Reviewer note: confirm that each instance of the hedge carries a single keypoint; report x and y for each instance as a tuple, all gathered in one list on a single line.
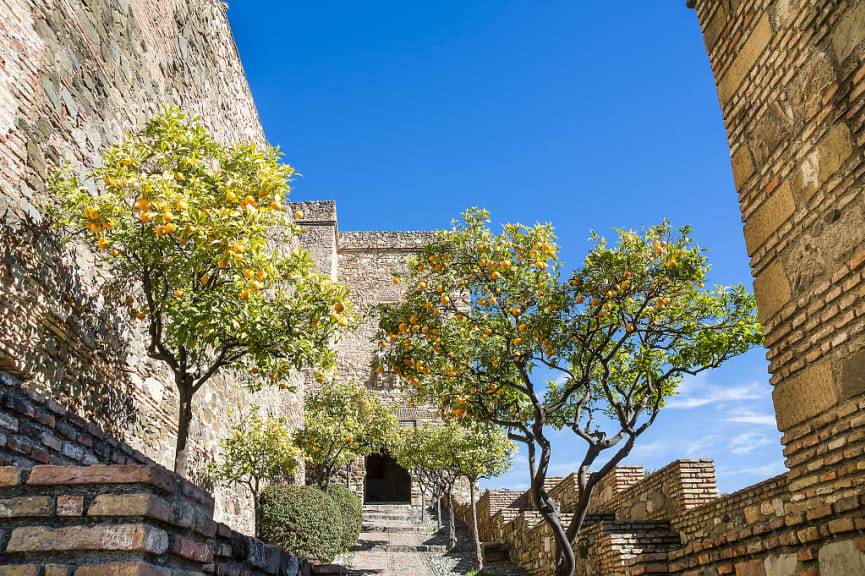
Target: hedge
[(351, 508), (300, 520)]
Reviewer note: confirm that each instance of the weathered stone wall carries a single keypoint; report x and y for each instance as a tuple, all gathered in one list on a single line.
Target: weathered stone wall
[(74, 76), (364, 262), (129, 519), (791, 81)]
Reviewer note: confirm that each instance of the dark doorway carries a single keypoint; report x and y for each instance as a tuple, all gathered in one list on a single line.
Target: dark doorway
[(386, 481)]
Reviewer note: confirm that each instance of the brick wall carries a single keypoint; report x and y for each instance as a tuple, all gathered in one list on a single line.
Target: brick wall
[(74, 76), (131, 519), (791, 80)]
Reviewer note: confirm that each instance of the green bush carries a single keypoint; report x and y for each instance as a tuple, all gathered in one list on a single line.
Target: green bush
[(300, 520), (352, 514)]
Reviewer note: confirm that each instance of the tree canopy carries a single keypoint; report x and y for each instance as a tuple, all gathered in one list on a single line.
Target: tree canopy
[(200, 249), (343, 421), (491, 330)]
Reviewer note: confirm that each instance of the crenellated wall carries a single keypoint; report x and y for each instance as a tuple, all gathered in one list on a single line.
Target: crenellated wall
[(791, 84), (74, 76)]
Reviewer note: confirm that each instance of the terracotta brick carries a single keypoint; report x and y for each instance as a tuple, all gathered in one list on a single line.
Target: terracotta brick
[(101, 474), (123, 569), (10, 476), (26, 506), (146, 505), (129, 537), (70, 505)]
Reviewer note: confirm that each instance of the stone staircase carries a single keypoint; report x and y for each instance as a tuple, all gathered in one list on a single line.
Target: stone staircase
[(394, 528)]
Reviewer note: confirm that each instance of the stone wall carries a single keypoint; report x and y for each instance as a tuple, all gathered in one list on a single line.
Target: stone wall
[(74, 76), (365, 263), (130, 519), (673, 522)]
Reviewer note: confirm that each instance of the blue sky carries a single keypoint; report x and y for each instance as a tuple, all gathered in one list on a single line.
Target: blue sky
[(589, 115)]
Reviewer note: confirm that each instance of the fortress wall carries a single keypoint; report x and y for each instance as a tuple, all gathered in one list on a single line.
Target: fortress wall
[(74, 76), (791, 79), (791, 84)]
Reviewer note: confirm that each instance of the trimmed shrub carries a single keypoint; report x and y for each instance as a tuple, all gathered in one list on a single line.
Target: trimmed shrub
[(300, 520), (352, 514)]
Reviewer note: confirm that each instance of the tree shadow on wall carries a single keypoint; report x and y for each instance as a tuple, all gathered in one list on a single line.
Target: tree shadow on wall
[(58, 339)]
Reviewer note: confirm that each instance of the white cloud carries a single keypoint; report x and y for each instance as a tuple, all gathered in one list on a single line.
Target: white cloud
[(745, 416), (764, 470), (748, 442), (701, 445), (698, 393)]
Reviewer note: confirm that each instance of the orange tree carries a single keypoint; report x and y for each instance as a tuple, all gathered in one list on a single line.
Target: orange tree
[(195, 238), (343, 421), (257, 452), (491, 331)]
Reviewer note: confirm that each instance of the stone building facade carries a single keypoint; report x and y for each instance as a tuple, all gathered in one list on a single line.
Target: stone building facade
[(791, 84), (364, 262), (74, 76)]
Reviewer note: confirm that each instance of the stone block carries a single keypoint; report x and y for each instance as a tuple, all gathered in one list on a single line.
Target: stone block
[(807, 394), (715, 26), (10, 476), (777, 208), (772, 290), (19, 570), (102, 474), (757, 41), (107, 537), (190, 549), (782, 565), (26, 506), (70, 505), (842, 558), (849, 32), (823, 161), (853, 374), (743, 166)]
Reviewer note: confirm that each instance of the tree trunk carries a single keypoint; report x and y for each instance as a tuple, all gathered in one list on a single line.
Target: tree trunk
[(438, 511), (479, 555), (257, 506), (550, 511), (184, 419), (452, 529)]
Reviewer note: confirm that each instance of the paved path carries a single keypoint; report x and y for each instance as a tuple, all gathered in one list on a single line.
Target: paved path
[(389, 545)]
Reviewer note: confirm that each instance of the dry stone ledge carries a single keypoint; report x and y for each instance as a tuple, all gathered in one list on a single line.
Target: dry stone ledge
[(100, 520)]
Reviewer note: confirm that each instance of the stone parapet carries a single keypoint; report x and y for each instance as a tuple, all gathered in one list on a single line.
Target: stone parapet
[(132, 519)]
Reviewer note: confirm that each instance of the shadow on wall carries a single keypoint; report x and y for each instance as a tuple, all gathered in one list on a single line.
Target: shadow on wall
[(59, 339)]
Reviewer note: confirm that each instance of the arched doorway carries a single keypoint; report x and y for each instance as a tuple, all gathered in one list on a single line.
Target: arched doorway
[(386, 481)]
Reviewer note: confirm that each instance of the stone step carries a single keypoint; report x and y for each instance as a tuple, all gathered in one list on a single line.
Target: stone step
[(400, 547), (391, 529)]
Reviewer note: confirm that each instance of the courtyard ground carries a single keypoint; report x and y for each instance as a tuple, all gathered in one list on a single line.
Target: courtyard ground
[(393, 543)]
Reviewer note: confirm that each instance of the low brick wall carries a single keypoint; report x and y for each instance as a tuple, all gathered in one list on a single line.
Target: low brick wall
[(123, 520), (673, 522)]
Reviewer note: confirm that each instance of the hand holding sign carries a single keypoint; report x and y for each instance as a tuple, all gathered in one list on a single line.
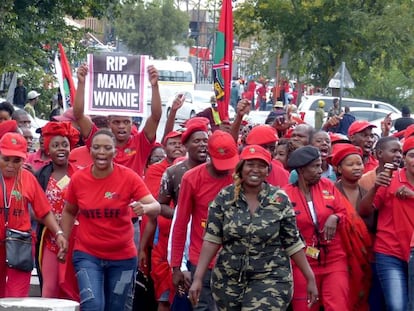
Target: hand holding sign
[(82, 72), (178, 102), (153, 75)]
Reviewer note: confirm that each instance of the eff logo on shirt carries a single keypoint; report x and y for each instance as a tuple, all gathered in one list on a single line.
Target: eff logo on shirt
[(111, 195)]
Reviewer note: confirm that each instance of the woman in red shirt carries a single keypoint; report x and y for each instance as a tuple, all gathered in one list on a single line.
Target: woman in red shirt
[(102, 197), (19, 189), (59, 138), (319, 214)]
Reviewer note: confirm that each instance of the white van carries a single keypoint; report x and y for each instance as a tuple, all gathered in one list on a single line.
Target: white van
[(309, 104), (174, 77)]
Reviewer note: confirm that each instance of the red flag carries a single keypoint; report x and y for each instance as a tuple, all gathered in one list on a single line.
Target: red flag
[(67, 87), (223, 57)]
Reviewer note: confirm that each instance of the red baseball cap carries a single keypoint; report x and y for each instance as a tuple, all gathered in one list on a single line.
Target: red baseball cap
[(256, 152), (171, 134), (342, 151), (223, 151), (408, 144), (194, 126), (13, 145), (359, 126), (262, 134), (66, 116)]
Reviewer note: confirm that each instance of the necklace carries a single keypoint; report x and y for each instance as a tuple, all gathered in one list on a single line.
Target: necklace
[(5, 201)]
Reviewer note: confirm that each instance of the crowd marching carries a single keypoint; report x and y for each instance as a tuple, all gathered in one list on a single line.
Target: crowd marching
[(218, 216)]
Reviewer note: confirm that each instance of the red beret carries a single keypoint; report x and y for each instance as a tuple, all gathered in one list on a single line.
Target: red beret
[(409, 131), (194, 126), (359, 126), (256, 152), (262, 134), (223, 151), (408, 144), (63, 128), (8, 126), (342, 151), (337, 138), (171, 134)]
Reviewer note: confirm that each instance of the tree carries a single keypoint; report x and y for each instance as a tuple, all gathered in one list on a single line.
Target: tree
[(30, 31), (152, 28), (373, 38)]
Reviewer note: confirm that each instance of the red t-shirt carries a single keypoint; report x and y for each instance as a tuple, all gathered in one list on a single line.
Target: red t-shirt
[(197, 190), (134, 154), (105, 229), (80, 157), (278, 176), (327, 200), (394, 230), (35, 160), (28, 192)]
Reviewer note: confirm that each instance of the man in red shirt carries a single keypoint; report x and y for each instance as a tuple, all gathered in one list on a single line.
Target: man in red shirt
[(195, 140), (360, 135), (132, 150), (199, 187), (265, 136)]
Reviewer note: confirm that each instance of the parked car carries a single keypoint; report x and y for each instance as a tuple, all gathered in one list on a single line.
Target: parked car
[(309, 104), (195, 102)]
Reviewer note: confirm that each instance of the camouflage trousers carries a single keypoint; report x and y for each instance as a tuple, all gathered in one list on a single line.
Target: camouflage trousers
[(261, 291)]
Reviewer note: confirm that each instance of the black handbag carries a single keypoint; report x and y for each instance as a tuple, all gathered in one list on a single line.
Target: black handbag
[(19, 253), (19, 250)]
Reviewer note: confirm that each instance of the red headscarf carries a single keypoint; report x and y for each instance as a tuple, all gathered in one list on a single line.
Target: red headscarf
[(64, 129)]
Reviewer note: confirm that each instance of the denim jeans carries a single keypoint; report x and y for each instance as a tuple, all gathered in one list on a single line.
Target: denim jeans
[(103, 284), (411, 281), (206, 301), (393, 275)]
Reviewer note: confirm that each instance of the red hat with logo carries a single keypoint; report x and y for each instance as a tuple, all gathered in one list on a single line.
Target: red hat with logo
[(223, 151), (408, 144), (342, 151), (256, 152), (359, 126), (171, 134), (196, 124), (261, 135), (13, 145)]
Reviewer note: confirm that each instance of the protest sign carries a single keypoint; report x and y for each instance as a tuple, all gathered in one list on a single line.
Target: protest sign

-=-=-

**WHAT TO PRODUCE:** Across all the records above, find each line with "protest" in it and copy it.

**YOUR SOLUTION:**
Reviewer note: confirm that each instance of the protest sign carries a single keypoint; report x and y for each instance as a tuple, all gathered in one list on a single line.
Target: protest sign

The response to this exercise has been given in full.